What you are asked to do:
Copy exactly the run of lines that begins at the line with "We need ground-truth boxes for short" and ends at the final line of the entries.
• • •
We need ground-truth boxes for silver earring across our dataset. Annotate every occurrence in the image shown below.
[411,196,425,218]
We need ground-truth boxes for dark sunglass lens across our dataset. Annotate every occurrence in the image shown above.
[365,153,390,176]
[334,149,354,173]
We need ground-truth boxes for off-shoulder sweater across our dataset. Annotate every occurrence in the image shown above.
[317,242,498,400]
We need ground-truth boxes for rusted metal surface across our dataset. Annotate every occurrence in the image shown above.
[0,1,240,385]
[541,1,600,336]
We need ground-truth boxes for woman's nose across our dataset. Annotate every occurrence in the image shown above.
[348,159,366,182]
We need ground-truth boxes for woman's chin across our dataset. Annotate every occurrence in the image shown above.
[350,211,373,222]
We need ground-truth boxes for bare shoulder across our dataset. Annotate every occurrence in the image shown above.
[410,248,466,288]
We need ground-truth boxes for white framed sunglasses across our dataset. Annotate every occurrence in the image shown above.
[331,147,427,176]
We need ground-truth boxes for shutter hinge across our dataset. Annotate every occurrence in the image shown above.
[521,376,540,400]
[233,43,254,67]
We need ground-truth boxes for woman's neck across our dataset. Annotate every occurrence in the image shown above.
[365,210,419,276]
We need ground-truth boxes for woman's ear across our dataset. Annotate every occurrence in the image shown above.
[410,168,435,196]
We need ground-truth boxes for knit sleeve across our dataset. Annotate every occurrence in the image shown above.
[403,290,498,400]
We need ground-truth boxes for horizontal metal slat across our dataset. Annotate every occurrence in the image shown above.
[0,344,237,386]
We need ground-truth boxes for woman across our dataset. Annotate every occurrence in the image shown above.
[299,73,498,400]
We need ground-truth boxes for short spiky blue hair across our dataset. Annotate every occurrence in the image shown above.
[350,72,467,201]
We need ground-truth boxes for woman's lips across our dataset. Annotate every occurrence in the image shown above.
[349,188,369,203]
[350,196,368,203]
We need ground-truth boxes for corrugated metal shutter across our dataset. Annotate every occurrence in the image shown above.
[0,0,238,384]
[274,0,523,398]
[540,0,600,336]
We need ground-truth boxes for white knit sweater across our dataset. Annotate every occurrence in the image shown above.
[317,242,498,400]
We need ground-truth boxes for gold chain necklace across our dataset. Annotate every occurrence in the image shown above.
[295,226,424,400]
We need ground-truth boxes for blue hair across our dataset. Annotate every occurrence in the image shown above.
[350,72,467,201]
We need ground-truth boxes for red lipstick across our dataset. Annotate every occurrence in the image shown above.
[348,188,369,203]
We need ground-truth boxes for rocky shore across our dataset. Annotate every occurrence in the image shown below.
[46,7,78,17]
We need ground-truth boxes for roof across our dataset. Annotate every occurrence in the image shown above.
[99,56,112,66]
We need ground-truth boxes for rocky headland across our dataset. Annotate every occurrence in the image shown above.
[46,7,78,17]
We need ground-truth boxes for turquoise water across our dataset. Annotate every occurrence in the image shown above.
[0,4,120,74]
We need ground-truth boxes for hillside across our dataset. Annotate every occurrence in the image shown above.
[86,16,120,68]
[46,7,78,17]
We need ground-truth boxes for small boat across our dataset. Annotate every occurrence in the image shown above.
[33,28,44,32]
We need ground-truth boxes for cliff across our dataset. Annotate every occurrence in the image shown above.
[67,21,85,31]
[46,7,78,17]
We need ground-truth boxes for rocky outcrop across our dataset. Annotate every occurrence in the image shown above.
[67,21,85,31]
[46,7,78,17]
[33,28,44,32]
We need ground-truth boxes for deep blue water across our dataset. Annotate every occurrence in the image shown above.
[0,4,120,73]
• • •
Response to the task:
We need ground-truth boxes for short spiky blue hair across our dataset. Annotate every occurrence in the image shown above.
[350,72,467,201]
We need ground-truth boxes for woman's lips across our dataset. Annotate every occurrence in the image shown above.
[349,188,369,203]
[350,196,368,203]
We need ground-truth boxes for corrugated metal shutter across our dataset. Annotate every occurrence in the image shown above.
[0,0,238,384]
[274,0,523,398]
[540,0,600,336]
We need ground-truth boxes for white knit sweater across our dataset. Annotate every occurrence in the image shown above.
[317,242,498,400]
We need ground-truth boxes for gold chain necklace across our dataset. Annotate every occurrence in the image shown above.
[295,226,424,400]
We need ground-truth boxes for blue hair across our dataset. Annotate every occurrence in the image shown above.
[350,72,467,201]
We need ground-truth boxes for red lipstick across our dataset. Annotate every occurrence in the image shown above.
[348,188,369,203]
We need ground-truth boxes for rocky shore across our dataset. Annotate every occurrence in the image shown below.
[46,7,78,17]
We need ground-truth boxes for roof across our dataset. Annotate every occurrence in the image shown above.
[99,56,112,66]
We need ground-truth boxes for rocky headland across our dataset. Annotate every occurrence in the image shown above.
[46,7,78,17]
We need ground-truth boxes for turquoise water across our dataset. Annotate every occurrence in the image shown above.
[0,4,120,74]
We need ground-truth boxes for hillside across our dataset. Annotate every occurrence in the image shown above.
[86,16,120,68]
[46,7,78,17]
We need ground-truth boxes for small boat across our dataset. Annotate every occurrence in the image shown above.
[33,28,44,32]
We need ground-truth boxes for cliff across our dataset. Annotate every occurrence in the image shown above.
[67,21,85,31]
[46,7,78,17]
We need ground-truth boxes for rocky outcrop across our dataset. Annotate every occurrence in the image shown above.
[67,21,85,31]
[46,7,78,17]
[33,28,44,32]
We need ground-truth boxes for deep blue water across our dataset. Annotate every occurrence in the image shown above.
[0,4,120,73]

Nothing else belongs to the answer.